> [Short task A]: From the passage on EDO formation, quote the stretch from "All this was" through "of the 1980’s.".
> [Short task B]:
Answer these from the passage on EDO formation:
(i) By the end of which decade do the authors believe up to 80% of the EDOs now operating existed in some form?
(ii) What does the passage name as the prime and long-standing example of "locally grown EDOs"?
(iii) Which two kinds of programs were government EDOs often set up to operate?

> [Text]:
......

All this was fuel to feed the fire of sub-state EDO formation. The birth of many new EDOs and their diffusion throughout metropolitan areas, while not recorded or described by commentators, no doubt occurred and picked up steam throughout the seventies. We suspect that EDO-creation rates among regions, states and political cultures differed considerably and certainly were impacted by the differing styles-variations of suburbanization and rural area displayed among the different regions.  The snapshot provided by our EDO database with surety does not mirror 1980’s reality. Still, we do sense that by 1980 and certainly through the 1980’s, we will have captured a very high percentage of EDOs that are currently in operation. It is our unsupported belief that up to 80% of the current EDOs in operation existed in some form by the end of the 1980’s.

 

While we will argue shortly that state EDO empowerment legislation is the single most important catalyst to sub-state EDO formation, such state legislation coexists with “locally grown EDOs”. Sub-state jurisdictions and communities can on their own volition create an EDO.  Indeed, chambers of commerce are the prime and long-standing example of “locally grown EDOs). But local governments also can establish and EDO. Government EDOs were often set up to operate loan and tax abatement programs, provide staff to assist in responding to inquiries, as well as coordinate activities with other private and federal-state EDOs. In addition, incubator programs for small business startups, and sometimes larger, more sophisticated EDOs, in partnership with private developers, would construct industrial and later commercial business parks so to ensure “shovel-ready” sites and “spec” buildings to accommodate expansions of existing firms and attraction to the community of new firms. Business retention programs had been initiated and the reader should obviously, instinctively, recognize that business attraction programs were plentiful and vibrant at the sub-state level since (and before) the turn of the twentieth century.

......

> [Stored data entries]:
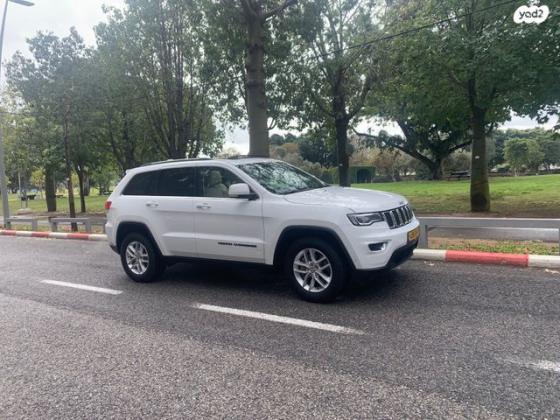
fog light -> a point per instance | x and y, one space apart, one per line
380 246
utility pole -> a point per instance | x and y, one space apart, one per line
3 184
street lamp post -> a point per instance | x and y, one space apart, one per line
3 185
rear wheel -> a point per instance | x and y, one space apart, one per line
140 259
316 270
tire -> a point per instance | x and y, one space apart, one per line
326 274
149 267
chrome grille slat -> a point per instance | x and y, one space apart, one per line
398 217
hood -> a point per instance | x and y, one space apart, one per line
354 199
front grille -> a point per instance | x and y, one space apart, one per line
398 217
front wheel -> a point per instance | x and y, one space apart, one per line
316 270
140 259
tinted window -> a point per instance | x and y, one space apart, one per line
215 182
142 184
281 178
179 182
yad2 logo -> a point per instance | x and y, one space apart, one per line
531 14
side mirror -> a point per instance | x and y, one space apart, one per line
241 191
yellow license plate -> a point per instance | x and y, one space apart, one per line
414 234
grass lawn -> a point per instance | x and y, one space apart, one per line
94 205
524 196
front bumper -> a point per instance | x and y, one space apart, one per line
394 251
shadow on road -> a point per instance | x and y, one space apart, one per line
267 282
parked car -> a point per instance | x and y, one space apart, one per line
260 211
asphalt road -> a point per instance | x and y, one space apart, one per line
430 340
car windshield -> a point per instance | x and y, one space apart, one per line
281 178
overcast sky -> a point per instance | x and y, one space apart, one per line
58 16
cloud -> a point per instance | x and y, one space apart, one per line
56 16
532 14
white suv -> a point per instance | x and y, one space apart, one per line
256 211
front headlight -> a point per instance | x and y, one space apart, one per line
365 219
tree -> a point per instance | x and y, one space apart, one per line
48 84
315 147
332 81
242 39
523 153
551 150
162 52
483 53
428 145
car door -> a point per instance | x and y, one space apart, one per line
226 228
172 208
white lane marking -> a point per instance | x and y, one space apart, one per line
277 318
83 287
537 364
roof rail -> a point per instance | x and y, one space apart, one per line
238 157
175 160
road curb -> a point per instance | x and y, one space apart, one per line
494 258
470 257
54 235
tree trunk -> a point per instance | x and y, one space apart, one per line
50 190
87 186
480 189
71 204
81 187
256 93
341 152
436 170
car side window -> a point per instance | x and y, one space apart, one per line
215 182
177 182
144 183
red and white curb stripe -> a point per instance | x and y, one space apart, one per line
473 257
54 235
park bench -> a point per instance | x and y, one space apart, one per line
34 221
87 222
459 175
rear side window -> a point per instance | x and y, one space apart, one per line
178 182
144 183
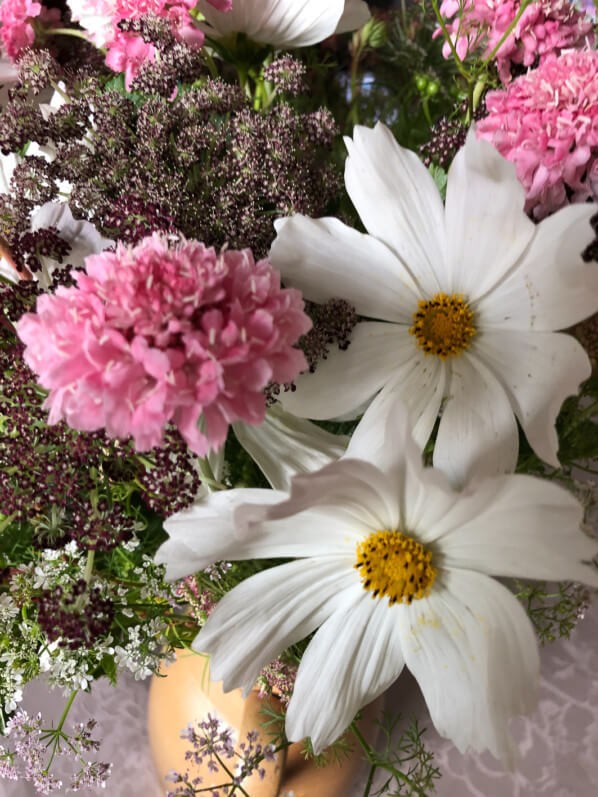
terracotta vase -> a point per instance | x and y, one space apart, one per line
187 695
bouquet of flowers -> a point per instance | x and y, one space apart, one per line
319 408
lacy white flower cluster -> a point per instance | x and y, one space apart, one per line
25 649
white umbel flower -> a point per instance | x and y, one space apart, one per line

......

> [Full response A]:
All this was fuel to feed the fire of sub-state EDO formation. The birth of many new EDOs and their diffusion throughout metropolitan areas, while not recorded or described by commentators, no doubt occurred and picked up steam throughout the seventies. We suspect that EDO-creation rates among regions, states and political cultures differed considerably and certainly were impacted by the differing styles-variations of suburbanization and rural area displayed among the different regions.  The snapshot provided by our EDO database with surety does not mirror 1980’s reality. Still, we do sense that by 1980 and certainly through the 1980’s, we will have captured a very high percentage of EDOs that are currently in operation. It is our unsupported belief that up to 80% of the current EDOs in operation existed in some form by the end of the 1980’s.

> [Full response B]:
(i) The 1980s.
(ii) Chambers of commerce.
(iii) Loan and tax abatement programs.